_Source text_.
================================
18 Lessons I’ve Learned From My Mom In The Past 22 Years

My first vivid memory is going to see my mom and new born baby brother in the hospital. I was 4 and a half years old at the time. While I am mildly freaked out that I have no earlier memories (my sister claims she has multiple memories of being 2; did she get all of the good memory genes?! Is she the family elephant?!), December 5, 1995 is not only the first day I can clearly remember, but it was also the first day I learned an important lesson from my mom: unconditional love. At age 4, I was fairly comfortable with the family unit I was born into. I had a great mom, a goofy dad, and the perfect companion of a sister. I felt loved, and had a comforting routine of hugs and kisses before bed. I knew I was cared for, and I knew I belonged. Holding my brand new, perfect little brother, however, I was suddenly rushed over with unconditional love for him. I was elated to welcome him into our family, and knew for the rest of my life I would be his staunch protector. I am sure at 4 I could not articulate this, but, that day, from my mom, I learned unconditional love.

1. 5 years old, lesson: Work as hard as you can.
When I was 5, my mom graduated from nursing school. I watched her care for three children, study through all hours of the night, keep a clean house, attend classes, nurture friendships, and run a business on the side. It’s not easy, but it’s doable — and it’s worth it.

2. 6 years old, lesson: Treat yoself.
My mom taught me that pampering is key to a girl’s positive self-image. You better believe I was rocking candy apple red finger nails and toe nails in my 6 year-old pictures (not to mention jean shorts and red plaid button down crop top, ooh-la-la!).
================================
_What the task requires_.
Continue the essay on lessons learned from a mother, starting after its second numbered lesson and keeping its format.

_Entries provided_.
================================
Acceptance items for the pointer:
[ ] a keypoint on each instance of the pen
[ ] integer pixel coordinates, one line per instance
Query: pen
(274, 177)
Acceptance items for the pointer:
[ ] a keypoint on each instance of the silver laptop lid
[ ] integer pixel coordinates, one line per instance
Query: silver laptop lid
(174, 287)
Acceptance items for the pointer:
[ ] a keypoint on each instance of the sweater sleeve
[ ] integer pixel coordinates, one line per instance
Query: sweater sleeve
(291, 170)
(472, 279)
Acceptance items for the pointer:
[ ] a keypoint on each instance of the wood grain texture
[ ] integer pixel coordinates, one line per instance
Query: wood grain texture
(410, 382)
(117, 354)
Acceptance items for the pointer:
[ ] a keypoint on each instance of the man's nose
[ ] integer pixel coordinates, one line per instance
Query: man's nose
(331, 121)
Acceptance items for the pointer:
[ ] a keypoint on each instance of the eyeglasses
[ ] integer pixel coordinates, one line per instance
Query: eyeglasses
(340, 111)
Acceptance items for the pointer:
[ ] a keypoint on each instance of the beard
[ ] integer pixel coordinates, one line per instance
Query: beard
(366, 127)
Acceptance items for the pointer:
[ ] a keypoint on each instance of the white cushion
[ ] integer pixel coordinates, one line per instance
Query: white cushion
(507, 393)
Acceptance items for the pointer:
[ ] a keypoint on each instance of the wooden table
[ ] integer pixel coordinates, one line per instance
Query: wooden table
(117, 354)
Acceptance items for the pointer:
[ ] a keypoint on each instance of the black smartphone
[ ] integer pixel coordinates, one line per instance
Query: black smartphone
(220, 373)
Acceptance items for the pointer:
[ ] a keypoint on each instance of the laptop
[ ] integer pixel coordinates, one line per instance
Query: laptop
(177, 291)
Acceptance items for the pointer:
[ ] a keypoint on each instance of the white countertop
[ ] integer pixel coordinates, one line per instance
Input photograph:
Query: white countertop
================================
_Answer box_.
3. 7 years old, lesson: You and Beyonce both have the same number of hours in a day.
While Beyonce had not yet publicly confirmed that girls run the world, my mom was rocking out in a Queen Bey type of way. Working night shifts at the hospital so she could be home in time to cook us breakfast and send us off to school in the morning, she did what she had to do to make life work, usually with little to no sleep.

4. 8 years old, lesson: There is always more love.
When I was 8, my sister Abby was born. My parents’ fifth child, she was an accident. As far as I know, she has always felt just as loved as the rest of us (even though she’s remarkably strange).

5. 9 years old, lesson: Do not let any obstacle overcome you.
When I was 9, my brother was diagnosed with autism. My mom made it her personal mission to ensure Ben had the best care possible. Her persistence, determination, and can-do attitude led to early intervention, which has led to my brother’s heightened social and emotional skills, and his off-the-charts intelligence (as well as his general kick-ass-ery.)

6. 10 years old, lesson: Not everyone is good at everything, and that’s okay.
My mom loves to sing; she has a beautiful voice. I love to sing; my voice sounds like a combination of a cow giving birth, nails on a chalk board, a fork dragging across a plate, rubber screeching on pavement, and your standard fire alarm. My mom lets me sing in the car anyway (sometimes.)

7. 11 years old, lesson: You should be smart and tough, but you should also be pretty.
In 2000, Miss Congeniality came out. My mom told me I reminded her of Sandra Bullock’s character in the BEGINNING of the movie (you know, when she was unkempt and had no manners.) To this day, when choosing what to wear before going to my mom’s house, I think of that movie, put down the sweat pants, and grab the heels.

8. 12 years old, lesson: Everyone loves parties.
Having five kids, my mom had a lot of practice throwing birthday parties. Thanks to our parties, I think our house turned into everything from a carnival to a magician’s lair to a train station to a beauty parlor during the late 90s and early 2000s.

9. 13 years old, lesson: You are stronger than you think.
When I was 13, my parents went through a terrible divorce. My mom handled the “no words typed here can explain to you how horrible they were” circumstances like a champ.

10. 14 years old, lesson: Family is everything.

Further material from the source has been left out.